===== Data
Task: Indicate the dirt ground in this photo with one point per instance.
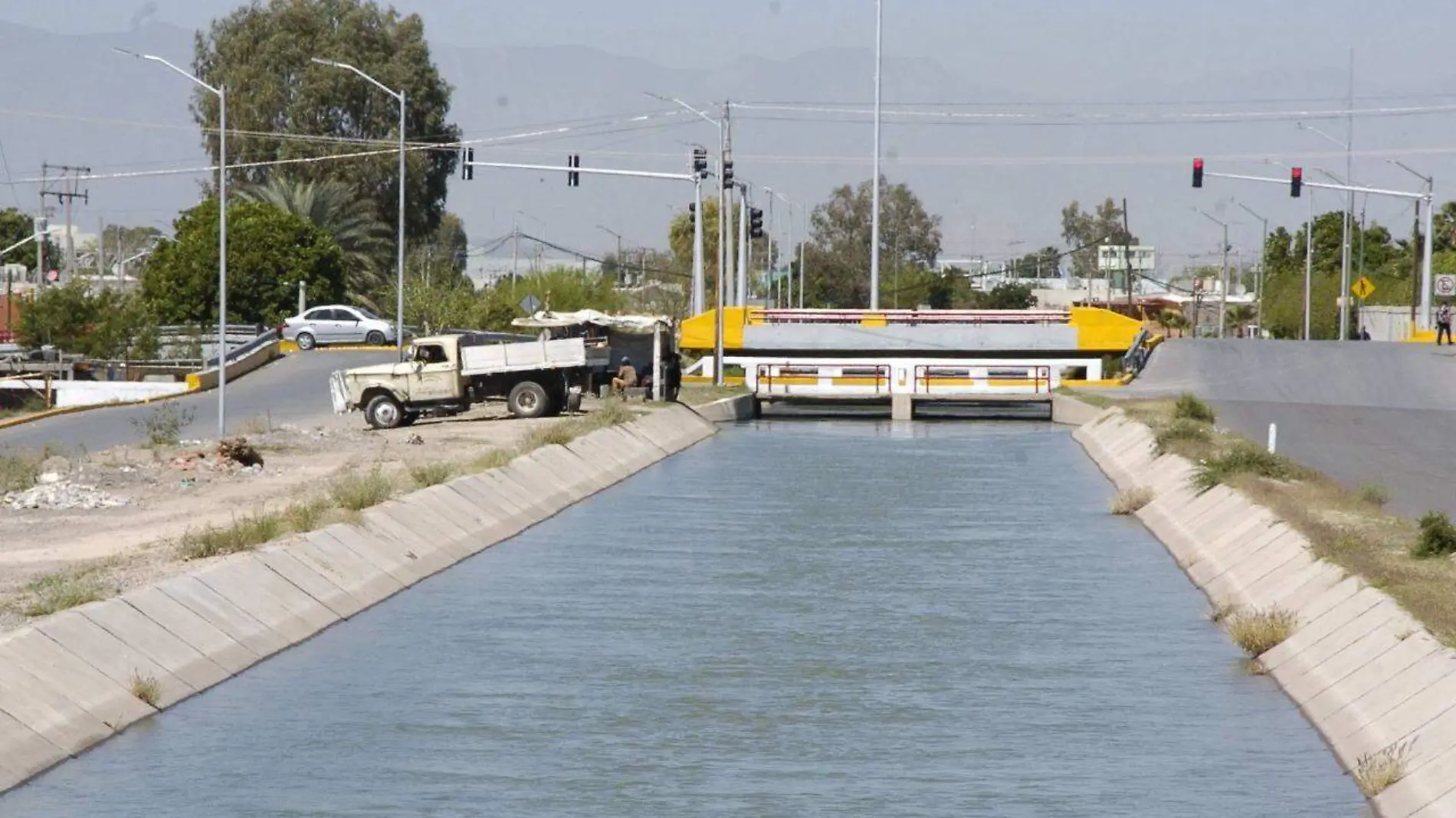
(162, 496)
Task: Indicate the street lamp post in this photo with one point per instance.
(1223, 274)
(1258, 283)
(874, 219)
(399, 240)
(1426, 273)
(723, 232)
(221, 232)
(621, 277)
(1346, 226)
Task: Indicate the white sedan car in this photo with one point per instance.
(336, 323)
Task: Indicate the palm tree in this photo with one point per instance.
(335, 208)
(1241, 316)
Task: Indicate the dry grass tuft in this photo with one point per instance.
(1132, 501)
(242, 536)
(53, 593)
(357, 492)
(1376, 772)
(428, 475)
(146, 689)
(1260, 630)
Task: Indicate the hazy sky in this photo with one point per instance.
(1079, 60)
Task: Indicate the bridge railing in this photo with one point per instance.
(821, 379)
(941, 379)
(912, 318)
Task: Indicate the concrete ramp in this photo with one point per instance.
(1360, 412)
(1386, 376)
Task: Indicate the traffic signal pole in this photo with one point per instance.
(1296, 182)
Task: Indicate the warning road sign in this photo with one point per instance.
(1363, 289)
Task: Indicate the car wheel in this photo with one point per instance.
(383, 412)
(527, 399)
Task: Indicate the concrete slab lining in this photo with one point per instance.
(362, 580)
(158, 643)
(72, 677)
(66, 680)
(267, 597)
(185, 623)
(120, 663)
(1362, 670)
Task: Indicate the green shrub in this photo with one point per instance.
(1244, 459)
(357, 492)
(1438, 536)
(1182, 431)
(1190, 408)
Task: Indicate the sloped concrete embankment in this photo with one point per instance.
(1365, 672)
(66, 683)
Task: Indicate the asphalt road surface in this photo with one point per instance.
(290, 391)
(1360, 412)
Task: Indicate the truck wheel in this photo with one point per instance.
(383, 412)
(527, 399)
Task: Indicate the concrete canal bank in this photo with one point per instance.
(74, 679)
(1366, 674)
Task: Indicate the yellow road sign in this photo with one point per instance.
(1363, 289)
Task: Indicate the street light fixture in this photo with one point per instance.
(399, 240)
(221, 232)
(1223, 273)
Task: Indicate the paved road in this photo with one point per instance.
(291, 391)
(1360, 412)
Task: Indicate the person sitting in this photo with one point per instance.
(626, 378)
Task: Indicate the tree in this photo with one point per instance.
(335, 208)
(1006, 297)
(16, 226)
(1082, 229)
(268, 252)
(267, 48)
(841, 234)
(103, 325)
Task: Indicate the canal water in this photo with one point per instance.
(792, 619)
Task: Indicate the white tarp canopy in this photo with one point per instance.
(641, 325)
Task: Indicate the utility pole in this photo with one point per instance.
(1258, 281)
(66, 194)
(1127, 261)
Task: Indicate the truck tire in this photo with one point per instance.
(529, 399)
(383, 412)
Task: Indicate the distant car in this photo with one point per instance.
(336, 323)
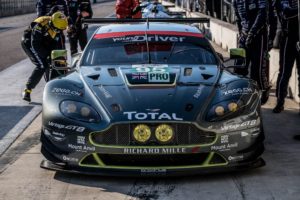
==========
> [Brief]: Please set down the whole listing above exactly and skip every picture.

> [Reply]:
Task: Indicate the dirt ground in this photo with one point per instance.
(162, 496)
Task: Indicate the street lamp post in this photo with one point per instance.
(1223, 274)
(1258, 283)
(874, 219)
(399, 240)
(1426, 273)
(723, 232)
(221, 232)
(621, 277)
(1346, 226)
Task: Indicate the white sedan car in this photo with one point per instance.
(336, 323)
Task: Indicate the palm tree in this photo with one point per instance.
(335, 208)
(1241, 316)
Task: Indicate the dry grass tuft in this photo with one point per instance.
(1132, 501)
(242, 536)
(53, 593)
(357, 492)
(1376, 772)
(428, 475)
(146, 689)
(1260, 630)
Task: Indicate the hazy sky in this photo with one point per instance.
(1079, 60)
Task: Indicate the bridge railing in this photo with one point per instance.
(821, 379)
(941, 379)
(912, 318)
Task: Indicate the concrete ramp in this photo with one point per instance.
(1360, 412)
(1386, 376)
Task: Indicate the traffic signal pole in this photo with one point per instance.
(1296, 182)
Task: Indicate the warning road sign in this photo with one point per instance.
(1363, 289)
Task: Indicate the car wheel in this photo with one point per instance.
(383, 412)
(527, 399)
Task: Indicate the concrete slab lining in this photo with one point per instance.
(362, 580)
(158, 643)
(72, 677)
(66, 680)
(267, 597)
(185, 623)
(120, 663)
(1362, 670)
Task: Indicate the green shrub in this photo with one point per instance.
(1244, 459)
(357, 492)
(1438, 536)
(1182, 431)
(1190, 408)
Task: Indicate the sloped concrete embankment in this photo with one point per instance.
(1365, 672)
(66, 683)
Task: Indicate the asphalt road surface in this photo with one point per instance.
(290, 391)
(1360, 412)
Task: Indicate the truck wheel in this photo with one point per instance.
(383, 412)
(527, 399)
Task: Indicate the concrete canal bank in this photo with one point per instance.
(74, 679)
(1366, 674)
Task: Indicate the yellow road sign in this photo with one point per instance.
(1363, 289)
Task: Indicate the street light fixture in this photo with one point per instance.
(399, 240)
(221, 232)
(1223, 273)
Task: Indicate the paved road in this photo with one point per instance.
(291, 391)
(1360, 412)
Task: Indicate the person sitting in this photo with one point per instance.
(626, 378)
Task: Indicate the tree in this photo with one point per instance.
(335, 208)
(1006, 297)
(16, 226)
(1082, 229)
(268, 252)
(267, 48)
(841, 234)
(103, 325)
Task: Indicate the canal water in this photo with one point per instance.
(792, 619)
Task: Indicate the white tarp canopy in this photo with one point per instance.
(641, 325)
Task: Indicate the utility pole in this photo with one point per instance.
(1258, 281)
(66, 194)
(1127, 261)
Task: Indicate the truck tire in this photo with one point per instance.
(529, 399)
(383, 412)
Task: Indicate the distant car in this photo with one point per instance.
(336, 323)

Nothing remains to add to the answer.